>> START Page text

In short, the relationships between ecosystems, economies, energy, and technology became unstable. Sitting in the famed gasoline lines waiting to fill up their tanks, Americans of all stripes were forced to think more about where their fuel came from than they had in half a century. Many came up with some tremendously weird, inventive, and productive ideas. Most of the “new” policies and technologies bouncing around America in the first decade of the twenty-first century are milquetoast variants of the radical reexaminations of the country that occurred during the 1970s.

Yet in popular memory this great outpouring of intellectual energy has been caricatured and reduced to cartoon hippies playing with old windmills. However, there was much, much more to the era. Everyone had a plan for fixing the way the country used heat, light, and power. Like the raucous panoply of 1840s reformers responding to industrialization, the American energy system got its own constellation of would-be helpers, as the seeds planted back then bore decidedly strange fruit 130 years later.

Government and university energy specialists issued report after report, many pushing for large-scale projects like nuclear reactors that yielded more radioactive fuel than you put into them (“breeders”) and synthetic fuel plants that converted coal into knock-off crude. Foundations convened large groups to discuss American energy: With a couple of exceptions, their sturdy, dour reports are like the existential opposite of coffee-table books. Formerly obscure researchers held conferences on “Energy Transitions” and argued about odd things like the return of feudalism as an unintended consequence of increased solar energy usage.9 Thermodynamics, a musty old nineteenth-century science, was suddenly on the lips of physicists like Art Rosenfeld, who had formerly been more interested in quarks and gluons.10 Ecologist Howard Odum put out books seriously suggesting apportioning UN votes “in proportion to the energy budget” of a country, including its haul from the sun and fuels.11 Barry Commoner, an eco-socialist, published popular books attacking capitalism as the root of the environmental, energy, and economic crises racking the country. These were widely acclaimed by the mainstream media. The environmental movement figured out how to use bureaucratic levers to delay and block the building of power plants. Rodale Press, an early imprint for information on organic food, began to branch out into alternative energy. Magazines like Not Man Apart, CoEvolution Quarterly, Clear Creek, and Mother Jones came into being and emphasized deep environmental and energy issues.

>> END Page text
>> START Listed records

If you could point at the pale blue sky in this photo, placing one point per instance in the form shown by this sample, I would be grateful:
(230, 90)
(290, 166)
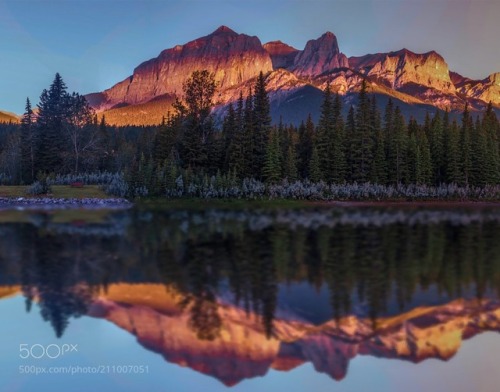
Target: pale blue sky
(94, 44)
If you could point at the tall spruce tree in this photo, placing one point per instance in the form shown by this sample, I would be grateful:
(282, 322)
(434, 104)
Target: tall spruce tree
(52, 116)
(466, 147)
(362, 138)
(272, 162)
(305, 146)
(379, 167)
(261, 123)
(28, 144)
(436, 144)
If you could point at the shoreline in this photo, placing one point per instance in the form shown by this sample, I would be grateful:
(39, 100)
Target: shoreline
(7, 203)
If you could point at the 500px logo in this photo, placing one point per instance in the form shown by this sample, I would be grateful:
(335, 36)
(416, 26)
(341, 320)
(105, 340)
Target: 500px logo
(52, 351)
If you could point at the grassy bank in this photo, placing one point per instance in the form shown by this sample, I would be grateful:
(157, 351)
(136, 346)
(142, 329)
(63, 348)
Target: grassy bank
(58, 191)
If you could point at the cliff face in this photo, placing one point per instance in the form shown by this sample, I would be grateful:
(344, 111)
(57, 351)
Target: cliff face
(487, 90)
(282, 55)
(240, 349)
(236, 59)
(319, 56)
(404, 68)
(233, 58)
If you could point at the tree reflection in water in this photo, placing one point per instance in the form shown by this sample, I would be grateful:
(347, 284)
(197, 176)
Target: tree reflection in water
(373, 262)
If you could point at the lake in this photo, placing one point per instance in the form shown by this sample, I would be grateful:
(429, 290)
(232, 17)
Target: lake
(323, 297)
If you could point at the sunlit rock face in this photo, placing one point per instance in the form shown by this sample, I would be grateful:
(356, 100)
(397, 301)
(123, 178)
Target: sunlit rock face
(282, 55)
(319, 56)
(237, 347)
(237, 59)
(425, 76)
(487, 90)
(233, 58)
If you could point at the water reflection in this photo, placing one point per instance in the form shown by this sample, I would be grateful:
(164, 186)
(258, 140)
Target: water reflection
(235, 293)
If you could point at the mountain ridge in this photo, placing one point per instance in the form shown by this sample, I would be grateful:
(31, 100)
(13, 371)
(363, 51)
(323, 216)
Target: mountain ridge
(235, 59)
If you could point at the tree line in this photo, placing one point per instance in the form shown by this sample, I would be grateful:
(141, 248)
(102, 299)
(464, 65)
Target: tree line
(367, 145)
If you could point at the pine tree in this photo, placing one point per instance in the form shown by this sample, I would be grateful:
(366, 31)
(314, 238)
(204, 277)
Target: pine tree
(314, 166)
(197, 122)
(479, 158)
(362, 139)
(379, 167)
(52, 116)
(491, 131)
(466, 147)
(235, 149)
(272, 163)
(262, 124)
(452, 150)
(437, 151)
(248, 138)
(305, 146)
(397, 147)
(28, 144)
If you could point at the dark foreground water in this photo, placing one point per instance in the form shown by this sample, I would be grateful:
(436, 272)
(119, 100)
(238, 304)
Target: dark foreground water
(315, 299)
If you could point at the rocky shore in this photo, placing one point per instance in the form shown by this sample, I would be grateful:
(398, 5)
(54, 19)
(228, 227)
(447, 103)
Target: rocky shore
(50, 202)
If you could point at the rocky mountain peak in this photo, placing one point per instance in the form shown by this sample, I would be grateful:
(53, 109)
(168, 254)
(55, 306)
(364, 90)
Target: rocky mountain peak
(224, 30)
(319, 56)
(282, 55)
(233, 58)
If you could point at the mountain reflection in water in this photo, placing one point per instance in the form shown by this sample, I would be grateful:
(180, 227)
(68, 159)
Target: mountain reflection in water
(234, 293)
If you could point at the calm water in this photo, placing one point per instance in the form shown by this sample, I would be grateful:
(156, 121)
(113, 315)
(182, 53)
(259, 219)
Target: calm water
(324, 299)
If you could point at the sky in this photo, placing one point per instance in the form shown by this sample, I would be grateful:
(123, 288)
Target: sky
(94, 44)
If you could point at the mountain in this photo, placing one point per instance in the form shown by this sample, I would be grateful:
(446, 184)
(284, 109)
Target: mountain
(485, 90)
(233, 58)
(319, 56)
(6, 117)
(418, 83)
(282, 55)
(239, 349)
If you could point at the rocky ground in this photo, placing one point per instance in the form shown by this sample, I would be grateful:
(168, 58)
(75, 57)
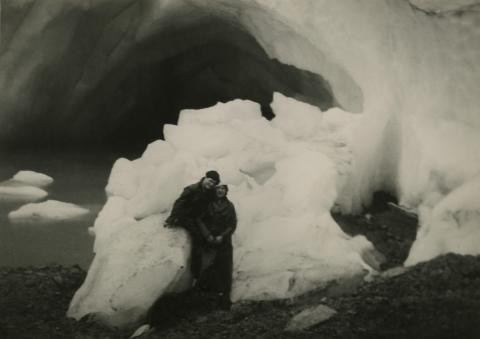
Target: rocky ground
(438, 299)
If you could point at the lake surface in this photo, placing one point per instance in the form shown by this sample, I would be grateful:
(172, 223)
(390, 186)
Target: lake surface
(79, 178)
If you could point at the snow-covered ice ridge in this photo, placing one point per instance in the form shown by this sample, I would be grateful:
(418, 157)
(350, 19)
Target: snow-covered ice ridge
(283, 175)
(50, 210)
(25, 185)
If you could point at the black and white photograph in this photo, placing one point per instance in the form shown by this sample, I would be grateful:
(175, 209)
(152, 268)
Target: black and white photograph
(239, 169)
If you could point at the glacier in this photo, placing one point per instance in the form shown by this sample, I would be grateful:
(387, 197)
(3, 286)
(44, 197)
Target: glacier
(407, 70)
(284, 176)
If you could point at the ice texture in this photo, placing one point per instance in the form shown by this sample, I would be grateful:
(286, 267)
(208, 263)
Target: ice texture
(283, 182)
(33, 178)
(21, 193)
(50, 210)
(413, 77)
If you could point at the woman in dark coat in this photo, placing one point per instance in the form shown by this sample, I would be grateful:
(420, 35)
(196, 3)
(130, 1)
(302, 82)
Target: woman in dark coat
(217, 225)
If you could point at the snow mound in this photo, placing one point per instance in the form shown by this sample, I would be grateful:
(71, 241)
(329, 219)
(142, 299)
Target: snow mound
(50, 210)
(33, 178)
(21, 193)
(450, 226)
(283, 185)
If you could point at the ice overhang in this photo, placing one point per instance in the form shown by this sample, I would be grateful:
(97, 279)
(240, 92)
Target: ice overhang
(115, 70)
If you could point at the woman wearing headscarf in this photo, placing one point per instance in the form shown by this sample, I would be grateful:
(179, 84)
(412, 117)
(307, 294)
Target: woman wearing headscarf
(217, 225)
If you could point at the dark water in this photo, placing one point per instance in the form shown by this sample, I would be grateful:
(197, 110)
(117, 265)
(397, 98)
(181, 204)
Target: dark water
(79, 178)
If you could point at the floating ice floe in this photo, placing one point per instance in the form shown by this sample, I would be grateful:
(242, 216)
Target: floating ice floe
(16, 193)
(33, 178)
(50, 210)
(283, 182)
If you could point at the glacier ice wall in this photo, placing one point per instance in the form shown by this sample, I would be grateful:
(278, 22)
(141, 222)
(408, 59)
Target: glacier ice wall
(284, 176)
(410, 67)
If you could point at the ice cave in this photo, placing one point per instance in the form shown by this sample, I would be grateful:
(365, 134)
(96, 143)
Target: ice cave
(303, 106)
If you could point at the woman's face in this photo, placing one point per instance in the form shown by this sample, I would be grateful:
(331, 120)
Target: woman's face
(208, 183)
(221, 191)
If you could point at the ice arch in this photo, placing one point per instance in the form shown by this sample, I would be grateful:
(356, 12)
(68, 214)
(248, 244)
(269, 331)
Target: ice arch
(117, 71)
(413, 74)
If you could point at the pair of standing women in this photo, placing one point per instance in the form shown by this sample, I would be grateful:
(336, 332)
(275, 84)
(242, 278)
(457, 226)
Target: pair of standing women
(205, 211)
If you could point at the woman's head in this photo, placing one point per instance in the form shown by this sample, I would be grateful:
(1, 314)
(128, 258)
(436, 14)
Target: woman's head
(221, 190)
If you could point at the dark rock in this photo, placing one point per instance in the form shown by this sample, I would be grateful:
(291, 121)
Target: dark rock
(310, 317)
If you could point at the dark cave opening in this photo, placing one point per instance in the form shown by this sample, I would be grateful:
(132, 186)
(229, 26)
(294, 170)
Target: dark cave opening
(193, 63)
(193, 66)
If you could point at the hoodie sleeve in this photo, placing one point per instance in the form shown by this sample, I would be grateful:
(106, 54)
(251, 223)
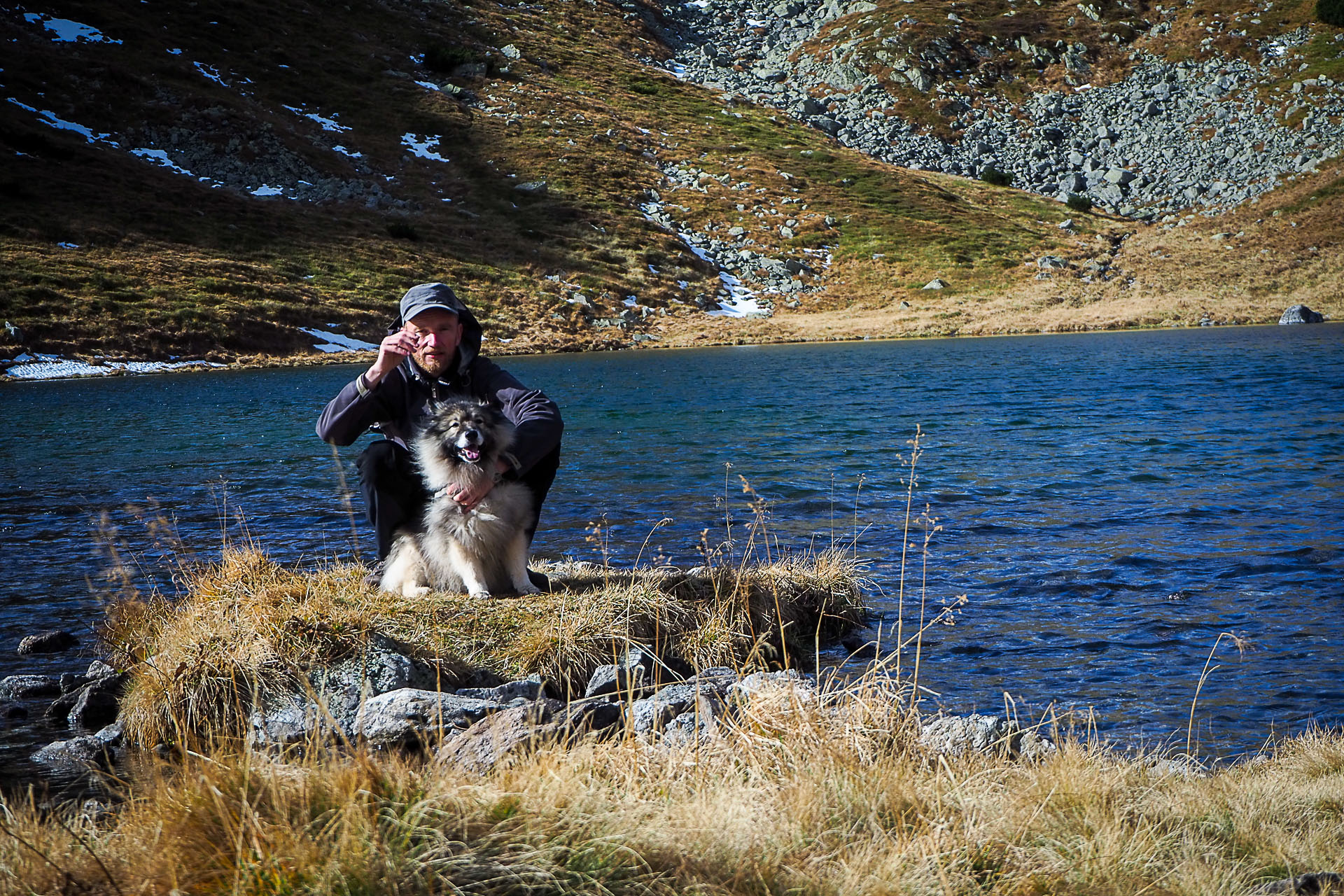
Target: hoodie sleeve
(536, 416)
(356, 407)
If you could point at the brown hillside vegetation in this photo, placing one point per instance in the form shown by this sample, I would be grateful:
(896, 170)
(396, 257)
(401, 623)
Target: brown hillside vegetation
(168, 265)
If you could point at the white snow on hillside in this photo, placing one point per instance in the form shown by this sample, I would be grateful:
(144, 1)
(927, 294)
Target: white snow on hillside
(52, 367)
(51, 120)
(424, 147)
(67, 30)
(337, 343)
(328, 122)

>> END Listed records

What the exercise asks: In the passage on 1970s American energy thinking, what did ecologist Howard Odum suggest United Nations votes be apportioned in proportion to?

Completed task: A country's energy budget, including its haul from the sun and fuels.